WHAT IS EXPECTED: Rewrite all of the items below as a numbered list, skipping any blank lines. Omit the pictures from your answer.

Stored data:

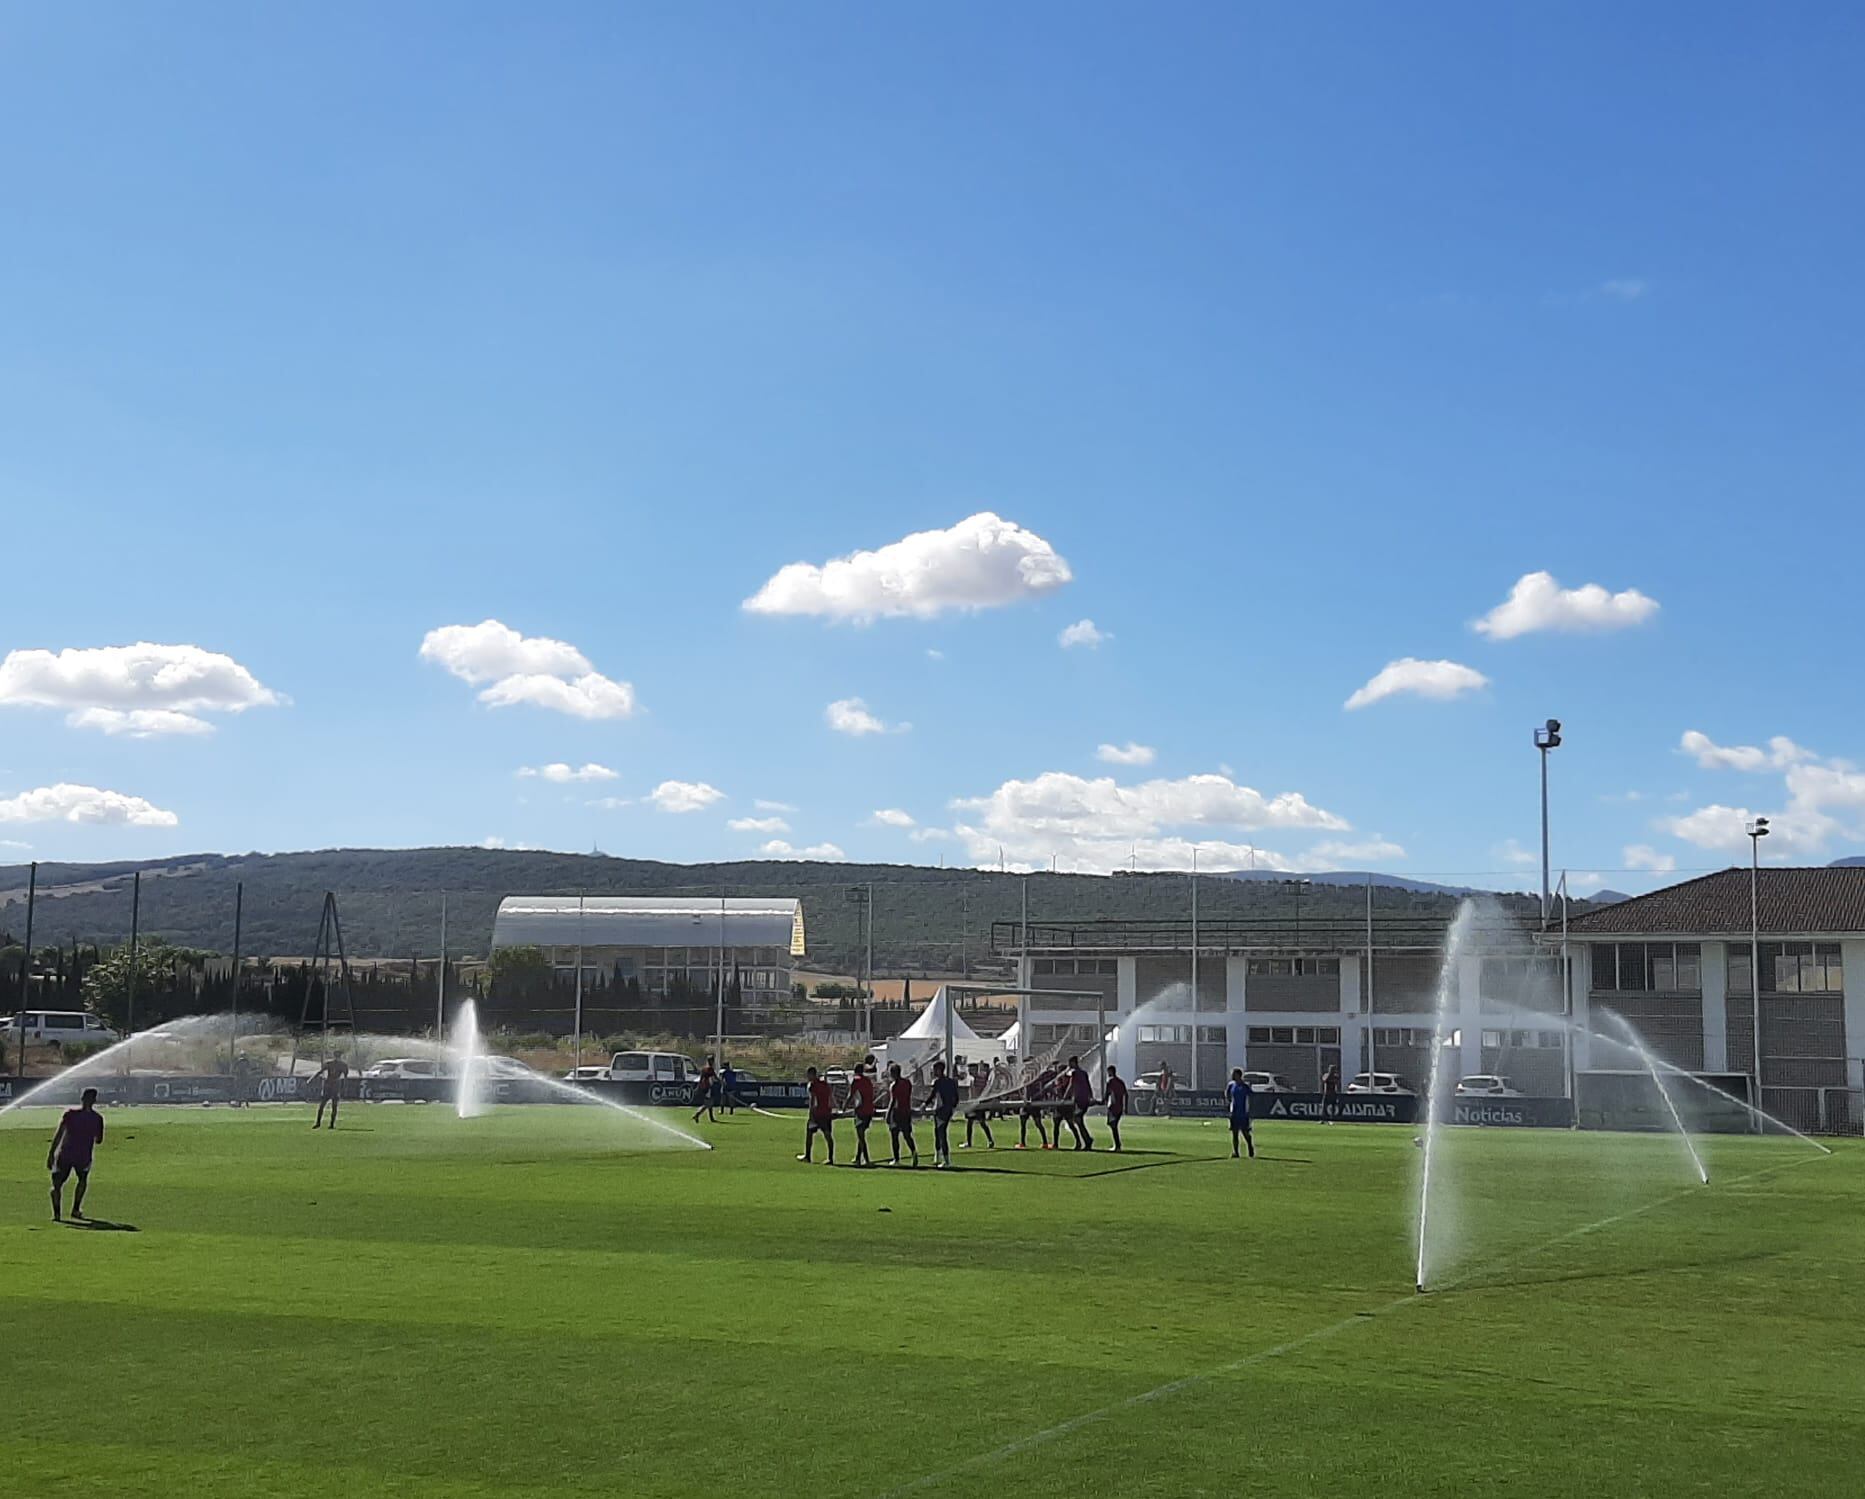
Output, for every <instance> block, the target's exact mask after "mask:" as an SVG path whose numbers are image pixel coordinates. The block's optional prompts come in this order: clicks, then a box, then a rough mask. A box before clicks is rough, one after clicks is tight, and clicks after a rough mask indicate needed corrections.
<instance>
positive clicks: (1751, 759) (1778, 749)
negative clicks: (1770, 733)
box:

SOLUTION FOR THIS EXERCISE:
1. Output, for every <instance> block, the target's exact mask after "mask:" as an SVG path whose numbers are image pixel coordinates. The block's optional prompts come in this order: clicks, then a box, then a rough mask. A box before clicks is rough, one after clicks is tight, and clicks after a rough mask indicate needed corrections.
2. <instance>
3. positive clicks: (1751, 759) (1778, 749)
4. negative clicks: (1770, 733)
5. box:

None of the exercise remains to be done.